** BEGIN **

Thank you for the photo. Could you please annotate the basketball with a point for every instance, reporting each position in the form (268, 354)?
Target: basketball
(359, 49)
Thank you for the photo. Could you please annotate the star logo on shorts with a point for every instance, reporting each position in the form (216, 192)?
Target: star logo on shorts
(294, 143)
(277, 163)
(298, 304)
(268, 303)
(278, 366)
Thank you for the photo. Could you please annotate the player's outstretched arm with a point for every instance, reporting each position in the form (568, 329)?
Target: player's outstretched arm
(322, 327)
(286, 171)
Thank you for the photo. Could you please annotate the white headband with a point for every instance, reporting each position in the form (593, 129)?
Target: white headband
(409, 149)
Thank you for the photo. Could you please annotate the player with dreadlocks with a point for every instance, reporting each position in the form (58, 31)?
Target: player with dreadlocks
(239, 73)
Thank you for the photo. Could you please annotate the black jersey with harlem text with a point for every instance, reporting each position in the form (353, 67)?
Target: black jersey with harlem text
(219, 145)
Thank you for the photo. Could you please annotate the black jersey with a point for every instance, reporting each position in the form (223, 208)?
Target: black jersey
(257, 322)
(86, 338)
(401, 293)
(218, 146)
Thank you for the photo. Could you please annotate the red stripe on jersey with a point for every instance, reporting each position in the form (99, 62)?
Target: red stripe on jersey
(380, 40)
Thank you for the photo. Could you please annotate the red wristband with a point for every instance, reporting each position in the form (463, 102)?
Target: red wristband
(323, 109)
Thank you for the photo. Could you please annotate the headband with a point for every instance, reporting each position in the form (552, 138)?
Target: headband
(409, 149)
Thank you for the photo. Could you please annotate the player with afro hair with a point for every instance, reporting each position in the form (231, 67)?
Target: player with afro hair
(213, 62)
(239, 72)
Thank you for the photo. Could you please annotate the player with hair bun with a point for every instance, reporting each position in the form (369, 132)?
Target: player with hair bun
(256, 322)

** END **

_The problem_:
Copy out the entries above, from the line containing "form (369, 132)?" through the end of the entries, including the request, and shift every answer point by adding 81 to each of its coordinates.

_Exercise output_:
Thank you for the photo. Could you please annotate the player with hair bun with a point for every instance, reporting each position in the form (369, 132)?
Target: player with hair bun
(337, 403)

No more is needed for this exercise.